▶ [Stored data]:

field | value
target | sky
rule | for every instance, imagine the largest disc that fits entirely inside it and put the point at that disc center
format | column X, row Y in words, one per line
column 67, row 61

▶ [Description of the task]:
Lines from the one containing "rule | for every" to the end of the data are to be printed exactly, including the first and last.

▶ [Result for this task]:
rule | for every instance, imagine the largest disc that fits entirely inside it and put the point at that disc center
format | column X, row Y in words, one per line
column 67, row 61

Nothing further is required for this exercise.